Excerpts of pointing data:

****

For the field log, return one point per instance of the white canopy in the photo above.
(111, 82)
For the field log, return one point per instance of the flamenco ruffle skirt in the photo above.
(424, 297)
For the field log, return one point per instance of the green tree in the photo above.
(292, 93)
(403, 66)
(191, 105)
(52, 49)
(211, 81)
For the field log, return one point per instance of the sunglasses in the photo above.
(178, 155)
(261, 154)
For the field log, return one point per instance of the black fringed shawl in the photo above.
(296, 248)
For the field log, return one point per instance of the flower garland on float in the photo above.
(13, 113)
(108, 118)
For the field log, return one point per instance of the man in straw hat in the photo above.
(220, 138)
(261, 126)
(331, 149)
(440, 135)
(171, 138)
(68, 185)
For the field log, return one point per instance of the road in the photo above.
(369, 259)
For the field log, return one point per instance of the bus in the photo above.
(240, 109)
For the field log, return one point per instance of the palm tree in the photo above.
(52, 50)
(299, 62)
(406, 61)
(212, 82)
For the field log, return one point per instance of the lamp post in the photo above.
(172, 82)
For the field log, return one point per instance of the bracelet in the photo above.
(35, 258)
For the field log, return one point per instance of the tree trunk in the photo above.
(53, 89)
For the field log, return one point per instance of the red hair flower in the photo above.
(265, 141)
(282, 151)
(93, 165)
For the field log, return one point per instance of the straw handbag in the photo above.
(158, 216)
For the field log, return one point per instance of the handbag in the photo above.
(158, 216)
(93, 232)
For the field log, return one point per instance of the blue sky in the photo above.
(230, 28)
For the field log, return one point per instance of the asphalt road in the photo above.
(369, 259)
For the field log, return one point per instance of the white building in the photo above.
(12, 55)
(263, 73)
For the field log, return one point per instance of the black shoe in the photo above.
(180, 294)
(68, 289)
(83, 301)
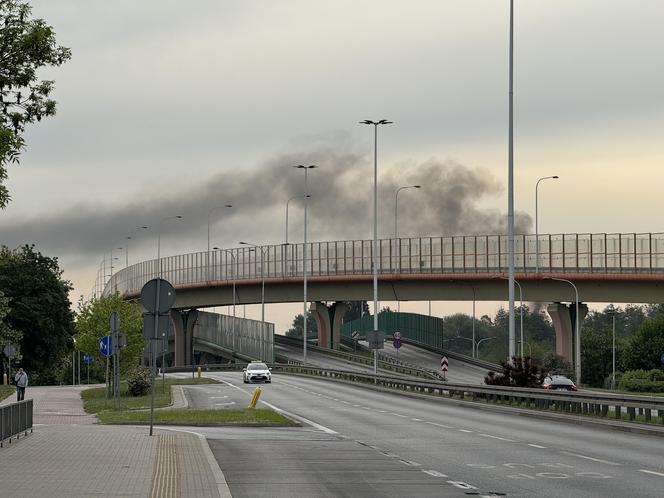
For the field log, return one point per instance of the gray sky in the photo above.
(171, 107)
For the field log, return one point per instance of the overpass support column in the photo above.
(564, 323)
(184, 322)
(328, 321)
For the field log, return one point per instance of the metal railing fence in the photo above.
(15, 418)
(581, 253)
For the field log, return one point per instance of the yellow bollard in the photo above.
(254, 398)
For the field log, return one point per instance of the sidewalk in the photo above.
(70, 455)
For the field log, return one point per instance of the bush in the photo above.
(138, 381)
(643, 381)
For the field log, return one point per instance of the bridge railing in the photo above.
(582, 253)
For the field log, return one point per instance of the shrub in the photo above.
(138, 381)
(643, 381)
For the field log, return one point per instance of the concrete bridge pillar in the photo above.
(564, 323)
(183, 327)
(328, 321)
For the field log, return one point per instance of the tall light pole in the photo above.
(613, 375)
(262, 249)
(396, 230)
(305, 312)
(374, 251)
(510, 186)
(554, 177)
(225, 206)
(227, 251)
(288, 202)
(577, 339)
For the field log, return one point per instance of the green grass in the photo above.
(94, 400)
(6, 391)
(256, 417)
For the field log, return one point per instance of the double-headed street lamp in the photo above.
(554, 177)
(577, 338)
(262, 249)
(374, 251)
(304, 258)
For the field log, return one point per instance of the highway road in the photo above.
(361, 442)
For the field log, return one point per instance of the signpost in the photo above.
(157, 297)
(443, 365)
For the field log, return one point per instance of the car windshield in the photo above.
(257, 366)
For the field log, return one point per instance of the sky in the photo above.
(174, 108)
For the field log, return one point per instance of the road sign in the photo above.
(149, 295)
(10, 350)
(105, 346)
(444, 363)
(376, 339)
(115, 321)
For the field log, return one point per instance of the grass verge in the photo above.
(223, 417)
(94, 400)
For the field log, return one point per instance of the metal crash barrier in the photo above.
(14, 420)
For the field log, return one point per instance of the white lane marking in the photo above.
(598, 460)
(498, 437)
(461, 485)
(439, 425)
(434, 473)
(652, 472)
(289, 414)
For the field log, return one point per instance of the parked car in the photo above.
(256, 372)
(558, 383)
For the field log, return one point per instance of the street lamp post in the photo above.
(554, 177)
(305, 313)
(396, 230)
(233, 273)
(262, 249)
(374, 251)
(577, 339)
(208, 253)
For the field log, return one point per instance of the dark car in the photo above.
(558, 383)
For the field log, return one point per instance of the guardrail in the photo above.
(14, 419)
(598, 404)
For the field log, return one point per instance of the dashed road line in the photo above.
(652, 472)
(598, 460)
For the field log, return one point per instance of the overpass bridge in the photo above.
(619, 267)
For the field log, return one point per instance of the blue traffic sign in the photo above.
(105, 346)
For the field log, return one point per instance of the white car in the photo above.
(256, 372)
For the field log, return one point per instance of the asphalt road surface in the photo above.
(360, 442)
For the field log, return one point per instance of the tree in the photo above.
(39, 309)
(92, 323)
(298, 326)
(644, 349)
(25, 46)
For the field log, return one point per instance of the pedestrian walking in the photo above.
(21, 383)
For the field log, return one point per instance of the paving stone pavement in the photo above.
(70, 455)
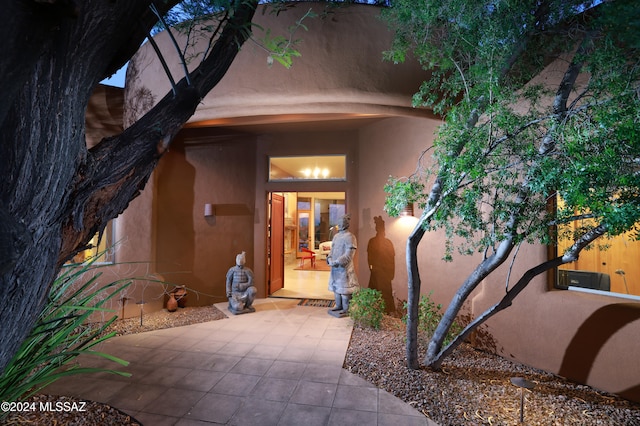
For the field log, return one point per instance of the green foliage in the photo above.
(282, 49)
(429, 315)
(400, 192)
(62, 333)
(367, 308)
(509, 143)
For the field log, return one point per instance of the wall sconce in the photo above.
(208, 210)
(407, 210)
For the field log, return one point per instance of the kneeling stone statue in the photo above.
(240, 289)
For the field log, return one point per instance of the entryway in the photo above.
(301, 224)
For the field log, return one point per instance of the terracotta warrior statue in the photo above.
(343, 281)
(240, 289)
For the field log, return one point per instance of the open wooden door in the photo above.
(276, 244)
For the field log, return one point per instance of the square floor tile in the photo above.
(215, 408)
(307, 415)
(174, 402)
(135, 396)
(356, 398)
(258, 413)
(322, 373)
(286, 370)
(340, 417)
(236, 384)
(314, 393)
(274, 389)
(200, 380)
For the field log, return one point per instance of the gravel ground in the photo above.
(474, 387)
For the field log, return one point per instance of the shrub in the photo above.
(62, 333)
(367, 308)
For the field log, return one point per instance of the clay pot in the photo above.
(172, 303)
(180, 294)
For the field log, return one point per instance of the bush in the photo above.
(367, 308)
(61, 334)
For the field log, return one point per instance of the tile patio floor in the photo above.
(281, 365)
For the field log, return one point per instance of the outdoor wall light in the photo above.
(407, 210)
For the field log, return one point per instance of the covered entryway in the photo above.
(300, 228)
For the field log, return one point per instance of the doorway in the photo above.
(308, 222)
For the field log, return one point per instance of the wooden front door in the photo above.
(276, 244)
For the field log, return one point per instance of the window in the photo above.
(99, 246)
(321, 167)
(611, 265)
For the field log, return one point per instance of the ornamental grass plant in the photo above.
(63, 332)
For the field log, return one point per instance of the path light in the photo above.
(141, 303)
(621, 273)
(123, 300)
(522, 384)
(407, 210)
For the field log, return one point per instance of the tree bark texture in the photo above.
(56, 194)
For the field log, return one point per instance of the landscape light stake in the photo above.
(123, 300)
(522, 384)
(141, 303)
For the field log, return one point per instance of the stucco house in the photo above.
(213, 194)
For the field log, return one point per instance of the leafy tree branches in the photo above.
(538, 97)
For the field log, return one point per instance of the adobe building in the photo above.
(341, 106)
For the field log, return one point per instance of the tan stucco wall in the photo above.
(364, 83)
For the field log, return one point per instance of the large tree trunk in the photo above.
(55, 194)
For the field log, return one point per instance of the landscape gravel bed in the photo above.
(473, 388)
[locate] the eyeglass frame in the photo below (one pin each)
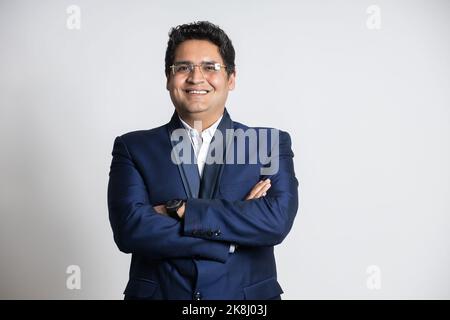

****

## What you have to do
Convert every one of the records into a JSON list of strings, with one string for each line and blank lines omitted. Leave the pictures out of the answer.

## Answer to this task
[
  "For the field log, return one point per instance of the white canopy in the photo above.",
  "(111, 82)",
  "For the field log, return one point per instance of the flamenco ruffle skirt in the photo above.",
  "(424, 297)",
  "For the field log, return one point per instance of the green tree in the photo above.",
  "(292, 93)",
  "(403, 66)",
  "(191, 105)",
  "(52, 49)",
  "(211, 81)",
  "For the field log, return one point per instance of the sunglasses in the photo above.",
  "(178, 155)",
  "(261, 154)",
  "For the field log, return one point per instance of the black fringed shawl in the photo above.",
  "(296, 248)",
  "For the field log, return one point per instance of the flower garland on float in the photo above.",
  "(13, 113)",
  "(108, 118)",
  "For the field log, return one point per instance of the man in straw hat in the photo above.",
  "(220, 138)",
  "(261, 126)",
  "(331, 149)",
  "(440, 135)",
  "(171, 138)",
  "(68, 185)",
  "For the field log, return one point per instance of the road in the photo above.",
  "(369, 259)",
  "For the field log, return one point per instance of the bus in the photo above.",
  "(240, 109)",
  "For the field log, return one point per instance of the palm tree in the photo above.",
  "(52, 50)",
  "(299, 62)",
  "(406, 61)",
  "(212, 82)",
  "For the field log, return one point per instance of the lamp post in the photo above.",
  "(172, 82)",
  "For the field log, return one point per instance of the bracelet in the photo above.",
  "(35, 258)",
  "For the field log, return one point per instance of the tree trunk in the photo above.",
  "(53, 89)",
  "For the field log, return one point per instance of the red hair flower in the photo above.",
  "(265, 141)",
  "(282, 151)",
  "(93, 165)",
  "For the field log, return one point per instance of the straw handbag in the photo above.",
  "(158, 216)",
  "For the field log, return one point per instance of the handbag in the photo above.",
  "(158, 216)",
  "(93, 232)",
  "For the field log, return one point per instance of the blue sky in the photo above.",
  "(230, 28)",
  "For the field log, return one point per instance of the asphalt road in the photo above.",
  "(369, 259)",
  "For the field log, return one point per instance of the white building in the photo above.",
  "(12, 55)",
  "(263, 73)",
  "For the field log, return one point per instance of the black shoe in the photo above.",
  "(180, 294)",
  "(68, 289)",
  "(83, 301)",
  "For the field log, return one point per instance of the gray sky in the photo above.",
  "(171, 107)",
  "For the field log, return one point per instance of the overpass support column in the photo above.",
  "(564, 323)",
  "(184, 322)",
  "(328, 321)",
  "For the field log, return one point per instance of the metal railing fence in the photo above.",
  "(15, 418)",
  "(581, 253)",
  "For the field log, return one point per instance of the yellow bollard in the photo above.",
  "(254, 398)",
  "For the field log, return one point per instance of the sidewalk in the photo above.",
  "(70, 455)",
  "For the field log, return one point per instance of the bush in the photo above.",
  "(138, 381)",
  "(643, 381)",
  "For the field log, return one point per instance of the bridge railing in the photo above.",
  "(582, 253)",
  "For the field log, return one point per instance of the shrub in the photo above.",
  "(138, 381)",
  "(643, 381)",
  "For the field log, return one point per instance of the concrete bridge pillar in the photo above.",
  "(564, 323)",
  "(183, 327)",
  "(328, 321)",
  "For the field log, return one point per instance of the tall light pole in the photo above.",
  "(613, 375)",
  "(262, 249)",
  "(396, 230)",
  "(305, 312)",
  "(374, 251)",
  "(510, 186)",
  "(554, 177)",
  "(225, 206)",
  "(227, 251)",
  "(288, 202)",
  "(577, 339)",
  "For the field log, return one point per instance of the green grass in the photo above.",
  "(94, 400)",
  "(6, 391)",
  "(256, 417)",
  "For the field log, return one point per instance of the double-headed street lamp in the photo above.",
  "(554, 177)",
  "(577, 338)",
  "(262, 249)",
  "(374, 251)",
  "(304, 258)",
  "For the field log, return one point per instance of the highway road in the photo above.",
  "(361, 442)",
  "For the field log, return one point per instance of the signpost in the photo above.",
  "(157, 297)",
  "(443, 365)",
  "For the field log, return one point per instance of the car windshield in the photo above.",
  "(257, 366)",
  "For the field log, return one point per instance of the sky in the photo above.",
  "(174, 108)",
  "For the field log, return one point per instance of the road sign in the photo above.",
  "(149, 295)",
  "(10, 350)",
  "(105, 346)",
  "(444, 363)",
  "(376, 339)",
  "(115, 321)",
  "For the field log, return one point per instance of the grass verge in the photo above.",
  "(223, 417)",
  "(94, 400)",
  "For the field log, return one point per instance of the metal crash barrier in the photo above.",
  "(14, 420)",
  "For the field log, return one point per instance of the white lane marking in the photo above.",
  "(598, 460)",
  "(498, 437)",
  "(461, 485)",
  "(439, 425)",
  "(434, 473)",
  "(652, 472)",
  "(289, 414)",
  "For the field log, return one point per instance of the parked car in the photo above.",
  "(256, 372)",
  "(558, 383)",
  "For the field log, return one point per instance of the street lamp post in the photo above.",
  "(554, 177)",
  "(305, 313)",
  "(396, 230)",
  "(233, 273)",
  "(262, 249)",
  "(374, 251)",
  "(577, 339)",
  "(208, 253)",
  "For the field log, return one point per instance of the dark car in the photo above.",
  "(558, 383)",
  "For the field log, return one point per instance of the guardrail in the photo above.",
  "(14, 419)",
  "(598, 404)",
  "For the field log, return one point per instance of the dashed road line in the photo above.",
  "(652, 472)",
  "(598, 460)",
  "For the field log, return one point per instance of the overpass bridge in the photo above.",
  "(619, 267)",
  "For the field log, return one point per instance of the blue traffic sign in the photo above.",
  "(105, 346)",
  "For the field log, return one point per instance of the white car in the photo above.",
  "(256, 372)",
  "For the field log, return one point per instance of the asphalt road surface in the photo above.",
  "(360, 442)",
  "For the field log, return one point per instance of the tree in the photo above.",
  "(39, 309)",
  "(92, 323)",
  "(298, 326)",
  "(644, 349)",
  "(25, 46)",
  "For the field log, return one point per instance of the pedestrian walking in the photo above.",
  "(21, 383)",
  "For the field log, return one point per instance of the paving stone pavement in the photo above.",
  "(70, 455)",
  "For the field log, return one point per instance of the green foliage in the photo above.",
  "(282, 49)",
  "(429, 315)",
  "(400, 192)",
  "(62, 333)",
  "(367, 308)",
  "(509, 143)",
  "For the field log, return one point per instance of the wall sconce in the photo above.",
  "(208, 210)",
  "(407, 210)",
  "For the field log, return one point per instance of the kneeling stone statue in the photo above.",
  "(240, 289)",
  "For the field log, return one point per instance of the entryway in the photo above.",
  "(301, 224)",
  "For the field log, return one point per instance of the terracotta warrior statue in the photo above.",
  "(343, 281)",
  "(240, 289)",
  "For the field log, return one point per instance of the open wooden door in the photo above.",
  "(276, 244)",
  "For the field log, return one point per instance of the square floor tile in the photo above.",
  "(215, 408)",
  "(307, 415)",
  "(174, 402)",
  "(135, 396)",
  "(356, 398)",
  "(258, 413)",
  "(322, 373)",
  "(286, 370)",
  "(340, 417)",
  "(236, 384)",
  "(314, 393)",
  "(274, 389)",
  "(200, 380)",
  "For the field log, return one point per instance of the gravel ground in the photo above.",
  "(474, 387)",
  "For the field log, return one point per instance of the shrub in the photo above.",
  "(62, 333)",
  "(367, 308)",
  "For the field log, return one point per instance of the clay pot in the photo above.",
  "(172, 303)",
  "(180, 294)",
  "For the field log, return one point per instance of the bush in the photo above.",
  "(367, 308)",
  "(61, 334)",
  "For the field log, return one point per instance of the tile patio floor in the photo above.",
  "(281, 365)",
  "For the field log, return one point per instance of the outdoor wall light in the photo above.",
  "(407, 210)",
  "For the field log, return one point per instance of the covered entryway in the photo above.",
  "(300, 228)",
  "For the field log, return one point per instance of the doorway in the photo above.",
  "(308, 222)",
  "For the field log, return one point per instance of the wooden front door in the photo above.",
  "(276, 244)",
  "For the field log, return one point per instance of the window in the photo above.",
  "(99, 246)",
  "(321, 167)",
  "(611, 265)",
  "For the field log, return one point per instance of the ornamental grass plant in the photo above.",
  "(63, 332)",
  "For the field log, return one point per instance of the path light in the photo above.",
  "(141, 303)",
  "(621, 273)",
  "(123, 300)",
  "(522, 384)",
  "(407, 210)",
  "For the field log, return one point per instance of the tree bark texture in the photo above.",
  "(56, 194)",
  "For the field log, return one point per instance of the landscape light stake in the photo above.",
  "(123, 300)",
  "(522, 384)",
  "(141, 303)",
  "For the field log, return one point per instance of the stucco house in the photo above.",
  "(213, 194)",
  "For the field log, return one point per instance of the leafy tree branches in the photo above.",
  "(538, 97)",
  "For the field log, return one point per instance of the adobe building in the photo above.",
  "(341, 106)",
  "For the field log, return one point per instance of the tan stucco wall in the photo above.",
  "(364, 83)",
  "For the field log, return one point per instance of the large tree trunk in the photo above.",
  "(55, 194)",
  "For the field log, return one point per instance of the landscape gravel bed in the photo above.",
  "(473, 388)",
  "[locate] the eyeglass frame in the photo below (one pin each)"
]